### Records:
--*--

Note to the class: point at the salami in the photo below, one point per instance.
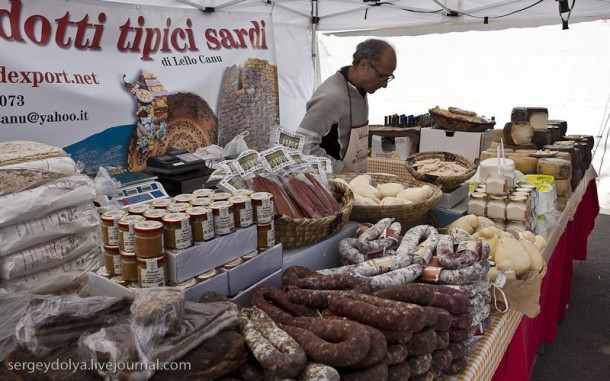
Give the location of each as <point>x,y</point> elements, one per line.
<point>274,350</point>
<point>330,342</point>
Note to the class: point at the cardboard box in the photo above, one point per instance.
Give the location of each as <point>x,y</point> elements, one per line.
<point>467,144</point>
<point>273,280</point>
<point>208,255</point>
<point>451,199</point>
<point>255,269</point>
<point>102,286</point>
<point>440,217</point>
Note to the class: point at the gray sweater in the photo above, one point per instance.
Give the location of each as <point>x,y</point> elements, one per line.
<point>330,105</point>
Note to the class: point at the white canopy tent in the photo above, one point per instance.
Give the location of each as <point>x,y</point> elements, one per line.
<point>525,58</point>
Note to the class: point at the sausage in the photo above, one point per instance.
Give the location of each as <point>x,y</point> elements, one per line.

--*--

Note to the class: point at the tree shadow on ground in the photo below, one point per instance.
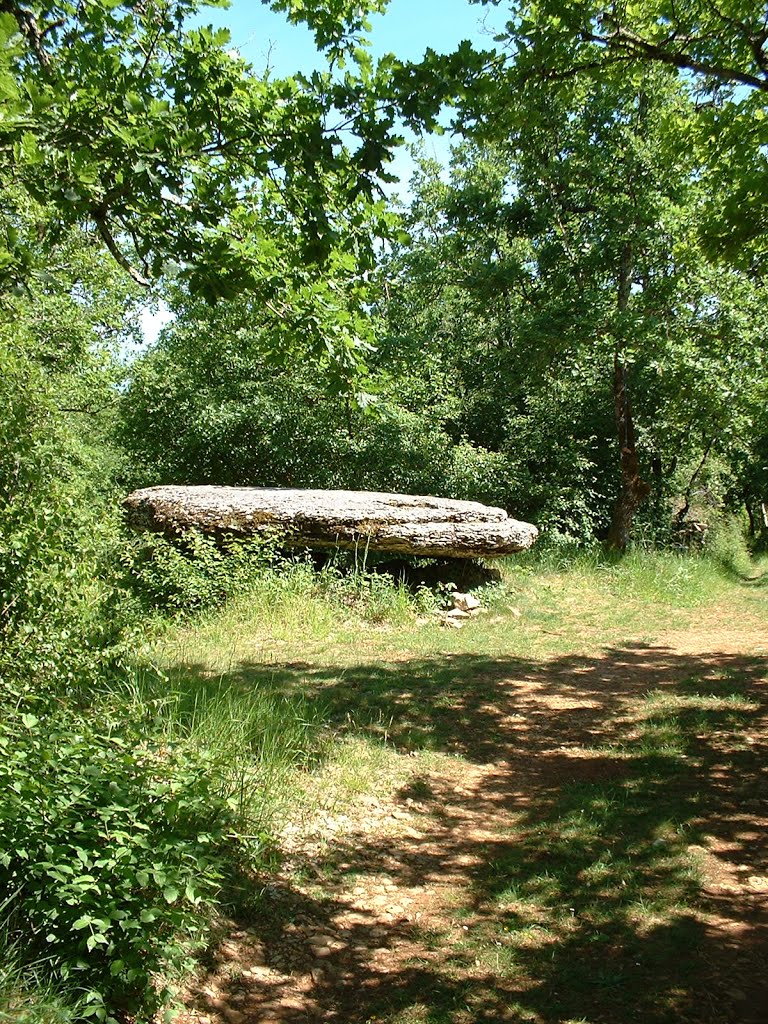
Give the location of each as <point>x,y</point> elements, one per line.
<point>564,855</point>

--*--

### Exercise:
Pull out every line in the material above where "class" occurs.

### Written solution:
Note to the class: point at the salami in the photo below, one point per instance.
Note to the class: point at the cardboard box in the photo above, one point per instance.
Note to the class: point at the gray sweater in the photo above, one point per instance.
Note to the class: point at the white canopy tent in the photo above, one point per instance.
Note to the class: point at the sausage in the photo above, one point per instance.
Note to the class: point at the tree shadow on ground in the photo below, one point per instance.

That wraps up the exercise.